Challenge: Copy every one of the following records verbatim, keeping each line in its original order.

Extracted data:
========================================

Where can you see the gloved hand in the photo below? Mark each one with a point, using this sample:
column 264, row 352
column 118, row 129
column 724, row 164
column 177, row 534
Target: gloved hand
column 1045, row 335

========================================

Solution to the exercise:
Where can you see the gloved hand in the photo below? Mark each one with a point, using this sample:
column 264, row 352
column 118, row 129
column 724, row 164
column 177, row 534
Target: gloved hand
column 1045, row 335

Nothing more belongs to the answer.